Start of SUPPLIED TEXT
Monday, February 20, 2012

Fences.

Fences are for basically two things:  protecting animals from other animals, and protecting plants from animals.  For most of the last ten years I've kept animals of one sort or another.  We had ducks that were allowed to run amok during the day and got shut up at night, and we had sheep.  I suppose keeping the sheep from wandering in the road might be considered a third purpose.  Anyway, now we just have chickens.  Right now, the chickens have the run of the garden during the day and get closed up in the hen house at night.  During the summer that's going to have to change, because they'll destroy the garden, given a chance.  Properly channeled, that can be a useful thing, but not in areas where I'm actively trying to grow things.

I think I mentioned the initial tillage of the garden.  After that, I drove 8' posts about every 10' around the garden, and put up two layers of old wire sheep fencing, one over the other.  I tied the top of the lower and the bottom of the upper together, so it's more or less a solid woven wire fence 8' tall.  Because the 8' posts are driven in about 18", the top 18" of the fence is unsupported.  The idea was that deer would be the major pest to keep out.

I drove them in mostly with the homemade driver that the previous owner left behind.  Getting an 8' post started and driven and then pulling this thing off the top was sometimes tricky.  I once managed to drop it on my head when pulling it off a newly driven post.  I fell on the ground yelling and had to feel my skull to make sure it was still solid.  Luckily, my bones are very resistant to breakage.  Mental Note: Hard hats are a good idea when lifting this thing overhead.
End of SUPPLIED TEXT
- **TASKS FOR THIS EXERCISE**:
1: From the fences post, extract everything from "Monday, February 20, 2012" down to "to grow things.".
2: Answer these about the fences post:
(a) What animals does the writer keep now?
(b) About how far apart were the 8' posts driven around the garden?
(c) Which pest was the fence mainly meant to keep out?
Start of DATA EXCERPT
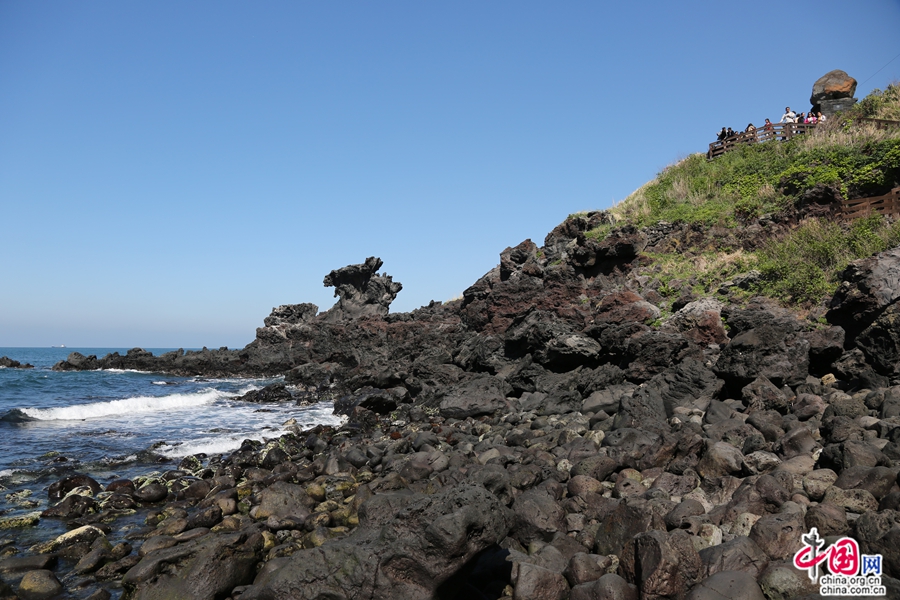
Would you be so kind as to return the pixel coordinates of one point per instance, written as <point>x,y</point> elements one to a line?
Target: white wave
<point>214,445</point>
<point>139,404</point>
End of DATA EXCERPT
- **WORKED ANSWERS**:
1:
Monday, February 20, 2012

Fences.

Fences are for basically two things:  protecting animals from other animals, and protecting plants from animals.  For most of the last ten years I've kept animals of one sort or another.  We had ducks that were allowed to run amok during the day and got shut up at night, and we had sheep.  I suppose keeping the sheep from wandering in the road might be considered a third purpose.  Anyway, now we just have chickens.  Right now, the chickens have the run of the garden during the day and get closed up in the hen house at night.  During the summer that's going to have to change, because they'll destroy the garden, given a chance.  Properly channeled, that can be a useful thing, but not in areas where I'm actively trying to grow things.

2:
(a) Chickens.
(b) About every 10'.
(c) Deer.